• **Do this**
Revise the entries below so that every "thickest part" reads "widest part", changing nothing else, and omit the pictures from your answer.

[Labeled-object pointing entries]
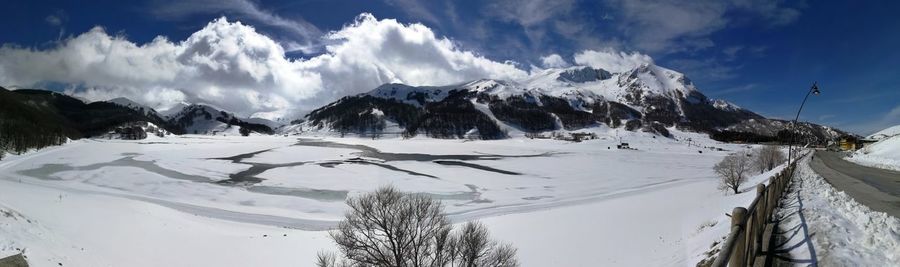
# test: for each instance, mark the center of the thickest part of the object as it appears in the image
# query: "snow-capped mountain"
(125, 102)
(205, 119)
(648, 98)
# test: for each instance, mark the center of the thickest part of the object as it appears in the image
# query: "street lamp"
(812, 90)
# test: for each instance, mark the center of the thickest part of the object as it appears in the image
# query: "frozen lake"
(525, 190)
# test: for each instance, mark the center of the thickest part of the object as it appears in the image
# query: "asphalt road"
(877, 188)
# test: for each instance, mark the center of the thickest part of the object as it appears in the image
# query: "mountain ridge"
(648, 98)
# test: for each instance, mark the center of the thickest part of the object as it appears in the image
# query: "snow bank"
(883, 154)
(843, 231)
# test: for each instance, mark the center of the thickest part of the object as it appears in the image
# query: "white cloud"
(554, 61)
(230, 65)
(611, 60)
(300, 29)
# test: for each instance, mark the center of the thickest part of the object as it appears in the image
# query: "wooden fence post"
(738, 255)
(773, 196)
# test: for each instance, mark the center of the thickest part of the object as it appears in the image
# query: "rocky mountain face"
(647, 98)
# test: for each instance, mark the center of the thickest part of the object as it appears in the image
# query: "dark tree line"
(33, 119)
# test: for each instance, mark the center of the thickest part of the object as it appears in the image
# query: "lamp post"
(812, 90)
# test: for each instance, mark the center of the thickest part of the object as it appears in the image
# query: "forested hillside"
(36, 118)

• **Correct output**
# test: for each instance, mark the center of the widest part of the object as it appears in the image
# query: "snow-capped mountain"
(125, 102)
(205, 119)
(648, 98)
# test: for each instance, mark the center of the widest part of the object as it appears in the image
# query: "street lamp"
(812, 90)
# test: for each instance, mark the center of the widest part of the object as it appears in the image
# query: "frozen lake"
(525, 190)
# test: for each instance, mark the center of the widest part of the object as it appears in the image
# query: "asphalt road"
(877, 188)
# test: for each instance, mark the center of the widest part of the object as it appears in the image
# query: "mountain ridge"
(648, 98)
# test: for each instance, mark the center of the widest part of the object as it appears in the image
# query: "snow bank"
(883, 154)
(843, 231)
# test: for each instance, mark the center of the widest part of the object as it appears in the image
# query: "white cloud"
(554, 61)
(230, 65)
(611, 60)
(300, 29)
# test: for each instance, mark the center of the widest part of the object as it appears in the image
# query: "wooden fence post"
(738, 255)
(773, 196)
# test: for each instance, mark the center of the widest part of the object as it appears in the image
# query: "rocky mountain face"
(647, 98)
# test: for each instance, mark the center of the widest part of the object as it appears in the image
# query: "dark tree line"
(33, 119)
# test: for each instance, mark the center of the widest part of the object as it appears in the image
# query: "lamp post"
(812, 90)
# test: for each instance, mark the center of the widest part of the object as it appears in the image
# query: "forested hillside"
(36, 118)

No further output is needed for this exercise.